Data-center cooling
A hall full of racks, a fleet of fans, pumps and chilled-water valves, and one number the operator is judged on: PUE — total facility power divided by IT power. RL can shave it, but only against a wall of hard physics: you never see the whole temperature field, the cheapest cooling setting is always one step from a thermal runaway, and the IT load that drives everything lurches without warning. This lesson casts cooling as a constrained, partially-observable MDP and works the four binding difficulties: a hidden 3-D thermal state, a hybrid discrete-continuous actuator space with hard safety intervals, a multi-objective PUE-vs-temperature reward that is trivially hackable, and a non-stationary load.

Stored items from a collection

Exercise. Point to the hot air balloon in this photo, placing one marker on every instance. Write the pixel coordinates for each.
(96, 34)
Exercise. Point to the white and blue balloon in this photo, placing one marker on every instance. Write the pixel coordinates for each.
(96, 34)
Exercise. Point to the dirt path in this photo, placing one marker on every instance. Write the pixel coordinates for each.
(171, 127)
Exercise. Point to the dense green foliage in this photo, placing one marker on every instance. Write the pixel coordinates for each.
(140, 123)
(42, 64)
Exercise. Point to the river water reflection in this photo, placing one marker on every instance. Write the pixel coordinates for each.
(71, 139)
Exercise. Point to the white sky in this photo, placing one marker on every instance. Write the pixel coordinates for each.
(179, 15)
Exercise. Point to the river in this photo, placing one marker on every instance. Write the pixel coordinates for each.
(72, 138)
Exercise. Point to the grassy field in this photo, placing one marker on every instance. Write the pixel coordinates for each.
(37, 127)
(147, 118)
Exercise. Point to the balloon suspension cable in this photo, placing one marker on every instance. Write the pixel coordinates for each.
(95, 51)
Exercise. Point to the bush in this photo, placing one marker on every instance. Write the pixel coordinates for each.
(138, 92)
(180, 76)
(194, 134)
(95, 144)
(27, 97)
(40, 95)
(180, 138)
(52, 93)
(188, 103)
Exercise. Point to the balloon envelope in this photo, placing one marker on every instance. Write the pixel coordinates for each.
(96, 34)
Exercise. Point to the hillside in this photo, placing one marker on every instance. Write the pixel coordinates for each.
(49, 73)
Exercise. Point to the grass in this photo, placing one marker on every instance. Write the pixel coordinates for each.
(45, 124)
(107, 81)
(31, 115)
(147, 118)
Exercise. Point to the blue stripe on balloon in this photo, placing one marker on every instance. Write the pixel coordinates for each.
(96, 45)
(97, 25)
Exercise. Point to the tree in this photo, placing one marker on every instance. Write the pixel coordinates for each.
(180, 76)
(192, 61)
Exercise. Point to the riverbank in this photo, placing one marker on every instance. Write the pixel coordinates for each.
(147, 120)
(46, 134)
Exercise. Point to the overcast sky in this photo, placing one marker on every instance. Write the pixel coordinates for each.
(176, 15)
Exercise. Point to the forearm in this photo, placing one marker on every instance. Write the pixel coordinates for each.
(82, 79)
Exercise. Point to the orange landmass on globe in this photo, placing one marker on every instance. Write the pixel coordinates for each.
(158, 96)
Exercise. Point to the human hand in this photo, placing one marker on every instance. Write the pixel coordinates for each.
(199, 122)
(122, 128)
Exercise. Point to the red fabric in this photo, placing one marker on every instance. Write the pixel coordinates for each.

REQUIRED WORK —
- a) Reproduce the data-center cooling text word for word. Begin with the words "Data-center cooling" and stop after "a non-stationary load.".
- b) Resume the text on data-center cooling, picking up after its final sentence.

RESULTS FOR THE EXERCISE —
- a)
Data-center cooling
A hall full of racks, a fleet of fans, pumps and chilled-water valves, and one number the operator is judged on: PUE — total facility power divided by IT power. RL can shave it, but only against a wall of hard physics: you never see the whole temperature field, the cheapest cooling setting is always one step from a thermal runaway, and the IT load that drives everything lurches without warning. This lesson casts cooling as a constrained, partially-observable MDP and works the four binding difficulties: a hidden 3-D thermal state, a hybrid discrete-continuous actuator space with hard safety intervals, a multi-objective PUE-vs-temperature reward that is trivially hackable, and a non-stationary load.

- b)
1 · Formulate — the MDP behind a cooling controller
Intuition. The controller reads thousands of temperature sensors and a handful of power meters, then sets fan speeds, pump frequencies and valve positions. Minutes later the racks are a little hotter or cooler and the facility drew a little more or less power. That is an MDP: the sensor field is the state, the actuator setpoints are the action, the energy-and-temperature outcome is the reward, and the room's thermodynamics (plus the IT load you do not control) is the transition. Every difficulty below is just one of these four pieces being awkward in a real hall.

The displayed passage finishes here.